# START OF Data section
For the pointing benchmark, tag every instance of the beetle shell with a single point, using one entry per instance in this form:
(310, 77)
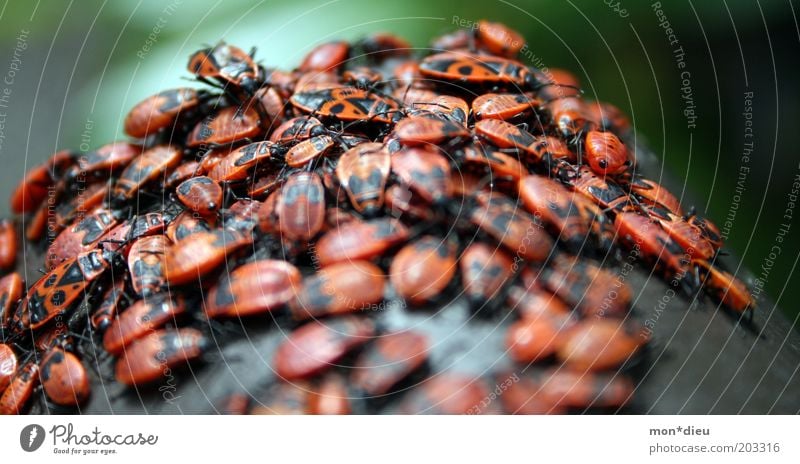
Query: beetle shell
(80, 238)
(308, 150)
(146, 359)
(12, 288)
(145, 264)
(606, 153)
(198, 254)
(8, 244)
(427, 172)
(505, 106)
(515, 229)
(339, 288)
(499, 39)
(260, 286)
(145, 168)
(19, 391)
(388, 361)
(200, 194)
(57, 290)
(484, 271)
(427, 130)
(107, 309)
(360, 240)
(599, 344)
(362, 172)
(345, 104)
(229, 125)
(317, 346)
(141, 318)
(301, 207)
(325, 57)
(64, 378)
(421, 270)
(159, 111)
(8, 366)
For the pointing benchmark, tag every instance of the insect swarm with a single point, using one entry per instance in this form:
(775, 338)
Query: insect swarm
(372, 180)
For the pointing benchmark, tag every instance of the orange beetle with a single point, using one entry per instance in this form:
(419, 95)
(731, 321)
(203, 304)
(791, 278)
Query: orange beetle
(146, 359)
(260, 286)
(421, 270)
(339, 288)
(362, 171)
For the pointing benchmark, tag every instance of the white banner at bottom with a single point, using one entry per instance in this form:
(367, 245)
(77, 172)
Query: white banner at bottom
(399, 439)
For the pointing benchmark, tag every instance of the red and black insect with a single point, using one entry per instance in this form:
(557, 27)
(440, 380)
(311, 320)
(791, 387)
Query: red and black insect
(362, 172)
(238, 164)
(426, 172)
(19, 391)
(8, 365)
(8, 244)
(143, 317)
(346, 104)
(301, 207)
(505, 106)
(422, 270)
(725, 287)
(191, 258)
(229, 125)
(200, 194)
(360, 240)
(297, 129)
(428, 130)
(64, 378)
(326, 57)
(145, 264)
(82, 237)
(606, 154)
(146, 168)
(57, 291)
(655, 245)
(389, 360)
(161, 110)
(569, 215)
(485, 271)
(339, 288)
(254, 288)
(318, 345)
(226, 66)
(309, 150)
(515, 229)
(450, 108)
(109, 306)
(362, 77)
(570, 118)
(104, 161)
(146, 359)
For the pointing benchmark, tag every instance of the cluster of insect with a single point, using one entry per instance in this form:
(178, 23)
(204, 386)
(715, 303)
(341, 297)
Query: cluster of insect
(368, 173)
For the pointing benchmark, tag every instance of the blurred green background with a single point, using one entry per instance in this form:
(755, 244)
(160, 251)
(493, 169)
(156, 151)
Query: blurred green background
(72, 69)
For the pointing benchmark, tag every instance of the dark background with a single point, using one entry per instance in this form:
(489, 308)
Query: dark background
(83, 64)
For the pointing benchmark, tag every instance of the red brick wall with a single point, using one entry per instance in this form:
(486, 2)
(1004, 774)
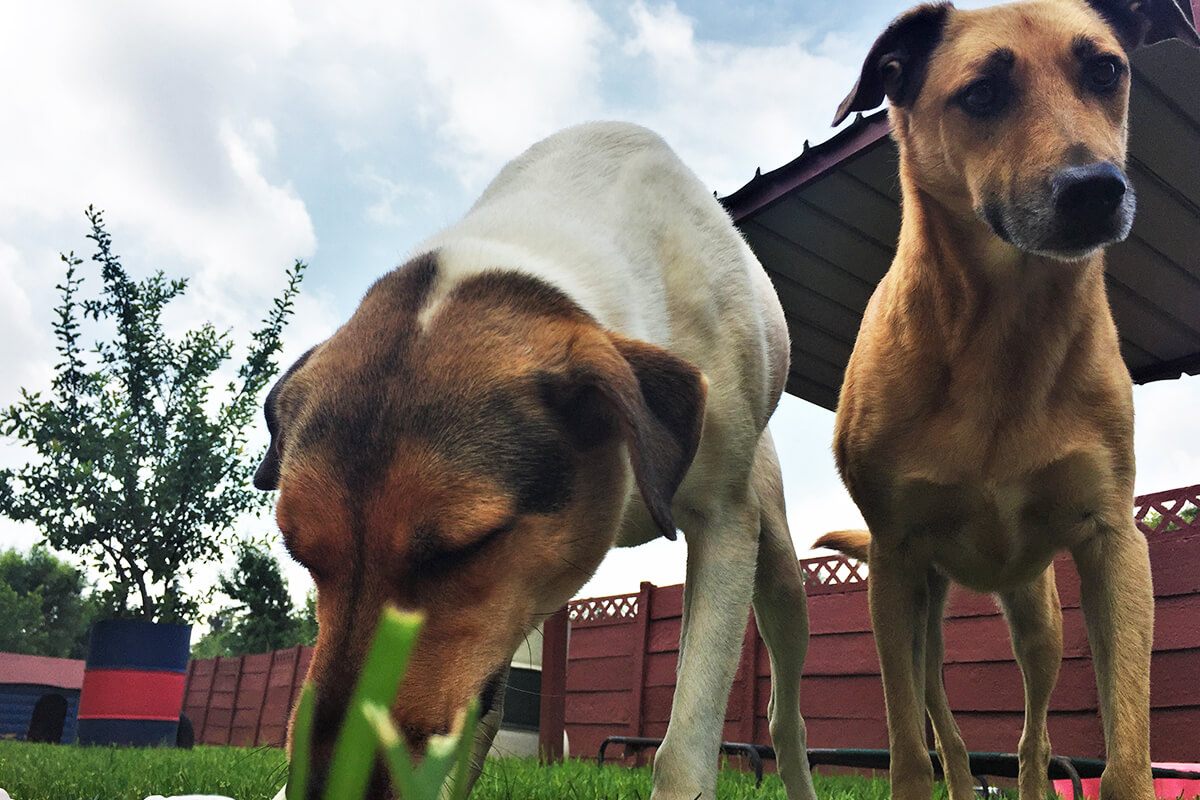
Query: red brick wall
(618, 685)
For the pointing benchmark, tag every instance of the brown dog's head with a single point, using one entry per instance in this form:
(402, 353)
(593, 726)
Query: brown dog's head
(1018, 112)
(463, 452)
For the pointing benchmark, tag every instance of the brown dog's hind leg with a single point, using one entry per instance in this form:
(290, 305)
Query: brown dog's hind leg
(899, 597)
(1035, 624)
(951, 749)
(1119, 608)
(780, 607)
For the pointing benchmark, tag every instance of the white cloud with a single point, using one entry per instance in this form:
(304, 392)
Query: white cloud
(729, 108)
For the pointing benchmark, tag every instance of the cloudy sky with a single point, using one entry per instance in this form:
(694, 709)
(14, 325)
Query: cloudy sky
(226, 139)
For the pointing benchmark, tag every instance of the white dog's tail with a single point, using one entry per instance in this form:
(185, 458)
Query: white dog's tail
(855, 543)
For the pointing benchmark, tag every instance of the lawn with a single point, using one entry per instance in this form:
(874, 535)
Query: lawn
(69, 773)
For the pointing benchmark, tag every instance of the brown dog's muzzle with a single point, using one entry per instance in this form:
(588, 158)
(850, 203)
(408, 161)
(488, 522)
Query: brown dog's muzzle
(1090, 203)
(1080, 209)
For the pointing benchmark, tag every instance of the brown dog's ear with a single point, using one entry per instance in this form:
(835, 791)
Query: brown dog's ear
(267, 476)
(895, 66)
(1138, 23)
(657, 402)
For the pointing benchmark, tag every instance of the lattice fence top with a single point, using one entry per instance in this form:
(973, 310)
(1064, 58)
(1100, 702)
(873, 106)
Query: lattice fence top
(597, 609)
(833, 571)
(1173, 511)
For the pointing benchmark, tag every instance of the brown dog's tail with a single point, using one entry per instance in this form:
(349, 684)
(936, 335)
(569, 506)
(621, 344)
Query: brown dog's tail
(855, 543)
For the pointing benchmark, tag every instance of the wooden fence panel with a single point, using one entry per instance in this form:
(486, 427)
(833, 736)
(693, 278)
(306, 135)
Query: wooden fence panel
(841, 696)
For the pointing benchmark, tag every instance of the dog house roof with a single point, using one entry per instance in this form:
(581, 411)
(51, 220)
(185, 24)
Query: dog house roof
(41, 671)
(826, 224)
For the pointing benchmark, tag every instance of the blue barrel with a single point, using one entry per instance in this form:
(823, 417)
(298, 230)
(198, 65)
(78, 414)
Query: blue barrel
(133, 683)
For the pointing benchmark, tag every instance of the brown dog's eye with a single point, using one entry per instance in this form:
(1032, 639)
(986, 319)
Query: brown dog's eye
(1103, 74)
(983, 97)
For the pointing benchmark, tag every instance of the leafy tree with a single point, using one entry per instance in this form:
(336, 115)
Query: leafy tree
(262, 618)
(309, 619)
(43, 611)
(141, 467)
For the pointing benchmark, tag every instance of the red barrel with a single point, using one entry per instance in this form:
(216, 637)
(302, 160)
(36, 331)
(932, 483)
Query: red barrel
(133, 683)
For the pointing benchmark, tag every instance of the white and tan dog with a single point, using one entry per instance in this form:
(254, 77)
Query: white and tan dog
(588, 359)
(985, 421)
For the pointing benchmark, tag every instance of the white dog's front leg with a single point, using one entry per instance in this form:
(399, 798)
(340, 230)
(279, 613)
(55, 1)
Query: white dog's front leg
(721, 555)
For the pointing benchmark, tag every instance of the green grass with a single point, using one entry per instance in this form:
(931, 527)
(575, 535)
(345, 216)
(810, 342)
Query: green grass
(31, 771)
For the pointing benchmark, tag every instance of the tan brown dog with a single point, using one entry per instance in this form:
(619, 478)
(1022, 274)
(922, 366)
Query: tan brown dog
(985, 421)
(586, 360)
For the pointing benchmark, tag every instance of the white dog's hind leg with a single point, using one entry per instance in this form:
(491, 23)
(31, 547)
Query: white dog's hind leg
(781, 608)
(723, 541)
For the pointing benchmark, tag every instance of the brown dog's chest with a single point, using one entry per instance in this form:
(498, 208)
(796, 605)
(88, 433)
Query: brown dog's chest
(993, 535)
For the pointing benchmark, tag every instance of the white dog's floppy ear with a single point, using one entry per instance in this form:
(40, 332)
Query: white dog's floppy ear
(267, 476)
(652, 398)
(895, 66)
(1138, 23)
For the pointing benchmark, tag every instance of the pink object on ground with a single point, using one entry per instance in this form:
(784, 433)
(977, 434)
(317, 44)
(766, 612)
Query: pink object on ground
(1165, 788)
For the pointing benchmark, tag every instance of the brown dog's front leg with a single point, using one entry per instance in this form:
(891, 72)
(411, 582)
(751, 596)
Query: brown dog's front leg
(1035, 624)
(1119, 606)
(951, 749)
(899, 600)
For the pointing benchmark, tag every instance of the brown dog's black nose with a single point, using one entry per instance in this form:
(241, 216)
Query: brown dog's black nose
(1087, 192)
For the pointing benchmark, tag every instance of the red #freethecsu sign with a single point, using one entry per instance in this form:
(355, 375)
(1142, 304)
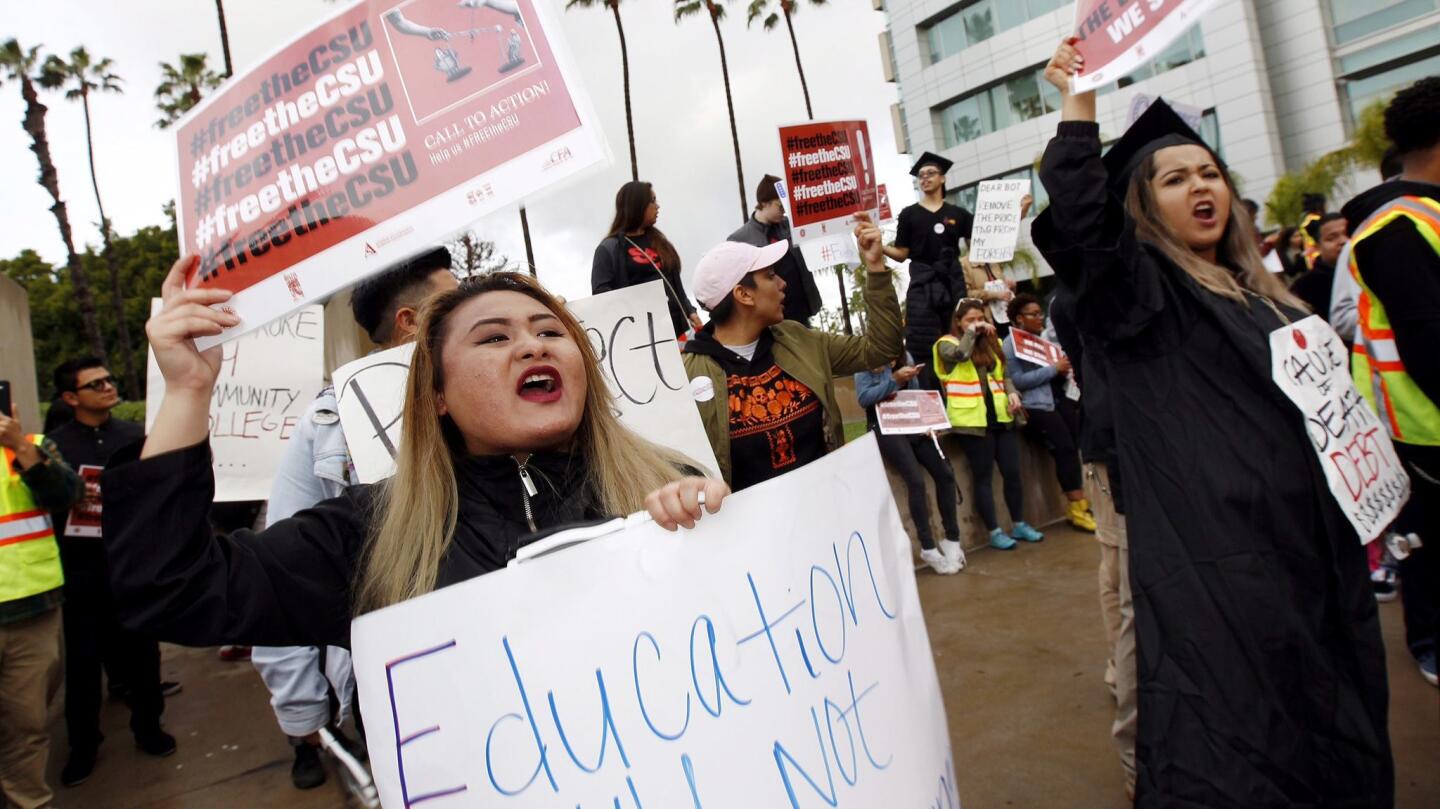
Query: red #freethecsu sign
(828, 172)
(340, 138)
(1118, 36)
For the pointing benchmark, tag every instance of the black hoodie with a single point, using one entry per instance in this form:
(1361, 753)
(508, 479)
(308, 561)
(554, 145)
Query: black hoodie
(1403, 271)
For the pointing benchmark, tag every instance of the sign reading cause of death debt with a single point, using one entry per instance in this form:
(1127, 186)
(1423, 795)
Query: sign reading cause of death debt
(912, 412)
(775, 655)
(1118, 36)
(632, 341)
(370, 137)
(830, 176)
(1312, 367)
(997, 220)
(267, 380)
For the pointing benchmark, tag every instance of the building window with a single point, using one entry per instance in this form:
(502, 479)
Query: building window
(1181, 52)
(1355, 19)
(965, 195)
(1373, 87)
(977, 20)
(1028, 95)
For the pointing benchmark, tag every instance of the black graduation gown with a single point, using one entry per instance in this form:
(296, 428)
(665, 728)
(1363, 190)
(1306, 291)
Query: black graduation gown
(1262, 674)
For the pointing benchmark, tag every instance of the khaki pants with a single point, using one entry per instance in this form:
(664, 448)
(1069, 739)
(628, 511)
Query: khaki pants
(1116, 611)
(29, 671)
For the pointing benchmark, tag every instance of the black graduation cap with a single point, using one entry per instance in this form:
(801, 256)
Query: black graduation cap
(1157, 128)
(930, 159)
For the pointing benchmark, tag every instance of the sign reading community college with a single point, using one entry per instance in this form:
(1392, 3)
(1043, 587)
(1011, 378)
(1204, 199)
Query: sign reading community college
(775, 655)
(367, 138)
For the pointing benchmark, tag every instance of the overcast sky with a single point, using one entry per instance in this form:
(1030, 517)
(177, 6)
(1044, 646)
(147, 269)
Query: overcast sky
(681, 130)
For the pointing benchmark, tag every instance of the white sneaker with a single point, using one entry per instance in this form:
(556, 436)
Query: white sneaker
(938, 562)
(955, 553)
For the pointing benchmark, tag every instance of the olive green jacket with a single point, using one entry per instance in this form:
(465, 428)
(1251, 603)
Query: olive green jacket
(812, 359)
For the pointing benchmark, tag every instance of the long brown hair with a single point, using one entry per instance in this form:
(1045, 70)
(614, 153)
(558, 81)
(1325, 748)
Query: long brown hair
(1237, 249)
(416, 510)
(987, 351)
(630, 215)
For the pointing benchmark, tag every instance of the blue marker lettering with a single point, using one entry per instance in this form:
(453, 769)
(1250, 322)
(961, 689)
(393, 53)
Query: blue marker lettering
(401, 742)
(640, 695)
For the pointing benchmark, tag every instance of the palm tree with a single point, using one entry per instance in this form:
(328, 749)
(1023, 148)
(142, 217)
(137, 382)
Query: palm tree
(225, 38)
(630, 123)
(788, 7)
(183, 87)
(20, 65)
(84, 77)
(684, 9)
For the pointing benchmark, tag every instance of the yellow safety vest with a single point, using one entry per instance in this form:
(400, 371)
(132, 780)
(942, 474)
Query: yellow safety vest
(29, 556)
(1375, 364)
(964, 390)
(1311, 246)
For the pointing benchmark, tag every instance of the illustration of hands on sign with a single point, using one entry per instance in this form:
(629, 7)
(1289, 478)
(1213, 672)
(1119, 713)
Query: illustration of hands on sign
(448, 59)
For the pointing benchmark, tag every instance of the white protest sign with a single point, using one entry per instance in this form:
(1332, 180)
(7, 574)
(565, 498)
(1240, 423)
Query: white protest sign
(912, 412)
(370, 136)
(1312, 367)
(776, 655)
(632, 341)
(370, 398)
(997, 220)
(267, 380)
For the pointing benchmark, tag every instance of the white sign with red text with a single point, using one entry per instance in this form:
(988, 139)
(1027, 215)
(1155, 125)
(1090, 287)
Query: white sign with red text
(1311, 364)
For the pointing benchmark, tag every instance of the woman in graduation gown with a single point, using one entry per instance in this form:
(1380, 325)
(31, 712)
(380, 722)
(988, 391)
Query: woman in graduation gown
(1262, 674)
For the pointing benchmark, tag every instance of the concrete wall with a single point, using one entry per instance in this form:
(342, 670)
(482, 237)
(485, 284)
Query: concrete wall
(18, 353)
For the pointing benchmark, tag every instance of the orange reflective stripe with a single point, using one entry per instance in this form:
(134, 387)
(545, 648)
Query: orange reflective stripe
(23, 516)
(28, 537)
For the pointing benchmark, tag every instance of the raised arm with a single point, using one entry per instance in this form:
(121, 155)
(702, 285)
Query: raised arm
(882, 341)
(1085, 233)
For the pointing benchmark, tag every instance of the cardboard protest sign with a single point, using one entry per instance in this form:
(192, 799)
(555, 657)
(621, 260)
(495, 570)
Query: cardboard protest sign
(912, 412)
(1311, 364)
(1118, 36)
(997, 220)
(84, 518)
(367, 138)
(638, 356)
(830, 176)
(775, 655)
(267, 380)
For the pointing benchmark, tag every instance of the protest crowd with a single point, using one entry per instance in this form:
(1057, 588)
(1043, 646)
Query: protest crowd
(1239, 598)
# END OF Data section
## Work required:
Word for word, quote the lines from the line containing "of the illustration" through the end of the material, both included, and nothing else.

## Solution:
For the pointing benchmark, tag every instance of the illustration of hands on sign with a single point, using one entry per instance in this form:
(629, 7)
(1289, 478)
(1213, 672)
(1119, 713)
Query: illustration of hands on sign
(448, 59)
For the pointing benchmark, tag every instance of the white protest sign with a single point, using one entry per instance in this form:
(1332, 180)
(7, 574)
(565, 498)
(1240, 423)
Query: white protest sign
(912, 412)
(370, 136)
(1312, 367)
(776, 655)
(632, 341)
(370, 398)
(997, 220)
(267, 380)
For the pointing benchmark, tag every instance of the white sign with red text with a single point, using one entry per instance in this form:
(988, 139)
(1027, 215)
(1155, 125)
(1090, 287)
Query: white sign with red text
(1311, 364)
For the pointing benchmark, tag every instance of the woman in graduation gown with a single point, using one entry per instance in this form:
(1380, 325)
(31, 712)
(380, 722)
(988, 391)
Query: woman in graduation gown
(1262, 674)
For the pointing benchmark, tag every instance of the concrete wall with a single point, using one entry per instance in this form:
(342, 670)
(482, 237)
(485, 284)
Query: concrete wall
(18, 353)
For the pointing benchmark, tag every instance of the orange reflective stripe with a single point, using one entry per instance in this form:
(134, 387)
(545, 648)
Query: orange reflective stripe
(23, 516)
(28, 537)
For the pointing benchmark, tag every instance of the raised arm with a single point, using one entry per instance in this form:
(121, 155)
(702, 285)
Query: raised arm
(882, 341)
(1085, 233)
For the pointing benchmark, tag every instance of the cardboard protest sign with a single point, using one entry per instance in this form:
(192, 799)
(555, 657)
(621, 260)
(495, 570)
Query: cardboard protest sign
(912, 412)
(1311, 364)
(1118, 36)
(997, 220)
(84, 518)
(367, 138)
(638, 356)
(830, 176)
(775, 655)
(267, 380)
For the pointing benchmark, tag every instance of the protest crowd with a single point, using one entry per instance in this form:
(1057, 588)
(1043, 646)
Query: protest crowd
(1239, 598)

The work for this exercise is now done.